### Short exercise
Locate every line in the records below that contains the word "pavement" and copy each of those lines.

— start —

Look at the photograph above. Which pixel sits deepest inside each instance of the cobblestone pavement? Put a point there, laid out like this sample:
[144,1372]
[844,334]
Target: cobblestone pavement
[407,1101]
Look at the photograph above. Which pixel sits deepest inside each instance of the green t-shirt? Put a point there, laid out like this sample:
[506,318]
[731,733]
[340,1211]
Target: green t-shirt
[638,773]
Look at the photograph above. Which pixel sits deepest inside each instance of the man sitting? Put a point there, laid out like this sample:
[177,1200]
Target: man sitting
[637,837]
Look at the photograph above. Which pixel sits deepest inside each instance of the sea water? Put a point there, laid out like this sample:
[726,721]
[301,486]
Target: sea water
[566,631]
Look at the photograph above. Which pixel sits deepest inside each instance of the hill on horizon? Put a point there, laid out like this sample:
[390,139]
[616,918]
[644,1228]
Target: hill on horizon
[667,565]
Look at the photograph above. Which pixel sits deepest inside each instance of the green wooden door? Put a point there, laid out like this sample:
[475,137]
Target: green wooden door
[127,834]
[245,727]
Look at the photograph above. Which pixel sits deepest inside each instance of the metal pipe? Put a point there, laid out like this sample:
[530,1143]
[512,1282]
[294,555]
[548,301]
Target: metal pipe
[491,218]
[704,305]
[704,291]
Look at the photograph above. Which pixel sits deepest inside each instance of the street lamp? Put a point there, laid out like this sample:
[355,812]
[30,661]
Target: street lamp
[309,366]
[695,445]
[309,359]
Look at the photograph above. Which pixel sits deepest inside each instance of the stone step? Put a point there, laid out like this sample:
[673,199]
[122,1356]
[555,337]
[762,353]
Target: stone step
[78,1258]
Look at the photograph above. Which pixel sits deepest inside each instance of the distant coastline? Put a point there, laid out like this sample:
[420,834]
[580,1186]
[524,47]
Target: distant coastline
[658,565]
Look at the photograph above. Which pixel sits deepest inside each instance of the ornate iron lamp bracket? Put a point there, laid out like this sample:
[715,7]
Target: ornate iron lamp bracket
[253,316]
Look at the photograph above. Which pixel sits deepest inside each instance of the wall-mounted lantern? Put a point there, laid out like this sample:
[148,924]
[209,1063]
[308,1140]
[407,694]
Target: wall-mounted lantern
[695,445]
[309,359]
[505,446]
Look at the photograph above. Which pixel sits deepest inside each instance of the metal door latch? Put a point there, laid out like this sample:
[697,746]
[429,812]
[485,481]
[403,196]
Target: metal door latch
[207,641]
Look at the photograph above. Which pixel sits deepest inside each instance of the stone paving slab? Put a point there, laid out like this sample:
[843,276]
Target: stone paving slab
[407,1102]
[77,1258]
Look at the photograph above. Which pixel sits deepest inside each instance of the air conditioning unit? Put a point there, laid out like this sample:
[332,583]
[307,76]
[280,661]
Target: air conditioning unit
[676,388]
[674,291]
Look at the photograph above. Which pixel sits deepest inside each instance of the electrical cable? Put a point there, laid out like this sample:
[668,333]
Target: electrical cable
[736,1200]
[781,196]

— end —
— start —

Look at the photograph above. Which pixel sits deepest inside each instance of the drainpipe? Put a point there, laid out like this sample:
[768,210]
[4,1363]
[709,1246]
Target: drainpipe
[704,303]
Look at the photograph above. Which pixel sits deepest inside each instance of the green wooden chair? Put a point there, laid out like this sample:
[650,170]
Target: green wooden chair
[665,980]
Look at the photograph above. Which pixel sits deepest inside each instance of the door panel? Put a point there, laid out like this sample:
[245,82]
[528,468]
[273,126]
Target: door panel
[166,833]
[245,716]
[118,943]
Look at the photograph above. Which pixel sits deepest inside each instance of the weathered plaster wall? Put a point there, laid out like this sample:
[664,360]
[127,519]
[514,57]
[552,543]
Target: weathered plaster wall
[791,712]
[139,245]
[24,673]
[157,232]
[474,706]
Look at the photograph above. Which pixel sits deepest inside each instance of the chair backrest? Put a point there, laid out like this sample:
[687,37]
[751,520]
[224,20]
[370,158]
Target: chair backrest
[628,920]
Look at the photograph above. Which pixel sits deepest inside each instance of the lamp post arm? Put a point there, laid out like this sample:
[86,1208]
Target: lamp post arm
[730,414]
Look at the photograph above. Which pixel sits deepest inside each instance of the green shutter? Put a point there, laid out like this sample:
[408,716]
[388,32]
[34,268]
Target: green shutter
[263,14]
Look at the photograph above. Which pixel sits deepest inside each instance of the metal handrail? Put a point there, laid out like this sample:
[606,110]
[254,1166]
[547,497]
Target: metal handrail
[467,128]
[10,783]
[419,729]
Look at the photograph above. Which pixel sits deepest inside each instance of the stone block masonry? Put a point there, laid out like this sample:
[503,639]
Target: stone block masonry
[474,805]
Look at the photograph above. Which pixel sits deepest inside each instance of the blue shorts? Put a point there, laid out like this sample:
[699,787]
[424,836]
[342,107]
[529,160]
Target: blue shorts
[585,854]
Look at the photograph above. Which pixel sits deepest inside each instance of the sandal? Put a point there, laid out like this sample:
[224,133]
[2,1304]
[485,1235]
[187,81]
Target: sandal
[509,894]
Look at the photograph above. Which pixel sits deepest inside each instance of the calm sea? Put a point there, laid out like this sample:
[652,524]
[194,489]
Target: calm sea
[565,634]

— end —
— start —

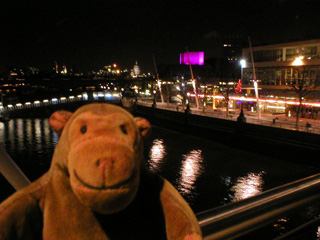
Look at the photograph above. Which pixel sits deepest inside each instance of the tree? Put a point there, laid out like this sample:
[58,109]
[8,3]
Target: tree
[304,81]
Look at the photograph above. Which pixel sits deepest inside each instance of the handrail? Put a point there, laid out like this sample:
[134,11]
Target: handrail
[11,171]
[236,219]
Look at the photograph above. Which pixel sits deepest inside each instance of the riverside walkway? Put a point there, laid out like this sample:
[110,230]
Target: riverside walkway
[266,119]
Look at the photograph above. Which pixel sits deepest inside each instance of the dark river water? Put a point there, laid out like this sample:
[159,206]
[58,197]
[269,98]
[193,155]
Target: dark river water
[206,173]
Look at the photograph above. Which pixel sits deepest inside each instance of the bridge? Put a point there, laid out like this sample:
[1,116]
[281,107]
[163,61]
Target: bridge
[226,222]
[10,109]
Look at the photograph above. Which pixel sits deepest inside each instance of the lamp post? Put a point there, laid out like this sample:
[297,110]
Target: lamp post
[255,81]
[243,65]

— end —

### Task solution
Look at the photograph above. Which pixel sits deepest inside each instance of the cobblestone pavement? Put a point there, laid out like this sample:
Target: cobblestone pavement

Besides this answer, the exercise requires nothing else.